== Task to carry out ==
Give the lines of the items below as a Markdown table with the columns Row and Line, starting at the line that contains "encloses the maple" and ending at the line that contains "124, 131, 142]]". Number each line in Row, and leave out blank lines.

== Records for this exercise ==

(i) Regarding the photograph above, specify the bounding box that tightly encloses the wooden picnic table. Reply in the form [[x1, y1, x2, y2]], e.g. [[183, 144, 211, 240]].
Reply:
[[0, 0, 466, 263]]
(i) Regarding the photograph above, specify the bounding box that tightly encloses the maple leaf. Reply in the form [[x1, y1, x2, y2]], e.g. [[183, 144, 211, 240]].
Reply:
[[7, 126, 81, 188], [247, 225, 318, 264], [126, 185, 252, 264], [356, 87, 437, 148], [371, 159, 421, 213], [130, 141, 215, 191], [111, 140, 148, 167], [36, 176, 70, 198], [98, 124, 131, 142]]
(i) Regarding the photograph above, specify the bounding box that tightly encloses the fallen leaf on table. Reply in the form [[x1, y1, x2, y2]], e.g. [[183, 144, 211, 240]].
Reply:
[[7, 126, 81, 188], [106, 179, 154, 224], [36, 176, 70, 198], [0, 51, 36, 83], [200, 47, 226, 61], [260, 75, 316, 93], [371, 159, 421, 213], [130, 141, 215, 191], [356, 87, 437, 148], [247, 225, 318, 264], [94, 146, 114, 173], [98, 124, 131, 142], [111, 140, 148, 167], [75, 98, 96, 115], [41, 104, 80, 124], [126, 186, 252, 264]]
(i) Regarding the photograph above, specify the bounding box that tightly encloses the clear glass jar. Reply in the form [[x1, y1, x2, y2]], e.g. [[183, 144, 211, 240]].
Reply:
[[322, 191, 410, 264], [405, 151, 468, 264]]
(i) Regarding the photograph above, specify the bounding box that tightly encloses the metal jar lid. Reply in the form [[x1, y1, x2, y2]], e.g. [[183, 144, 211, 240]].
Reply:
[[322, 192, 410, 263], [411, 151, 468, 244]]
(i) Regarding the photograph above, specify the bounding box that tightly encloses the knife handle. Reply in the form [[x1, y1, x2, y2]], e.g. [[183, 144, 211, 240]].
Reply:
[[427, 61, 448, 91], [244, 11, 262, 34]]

== Result of this exercise ==
| Row | Line |
|---|---|
| 1 | (i) Regarding the photograph above, specify the bounding box that tightly encloses the maple leaf. Reply in the form [[x1, y1, x2, y2]], e.g. [[183, 144, 211, 240]]. |
| 2 | Reply: |
| 3 | [[7, 126, 81, 188], [247, 225, 318, 264], [126, 185, 252, 264], [356, 87, 437, 148], [371, 159, 421, 213], [130, 141, 215, 191], [111, 140, 148, 167], [36, 176, 70, 198], [98, 124, 131, 142]] |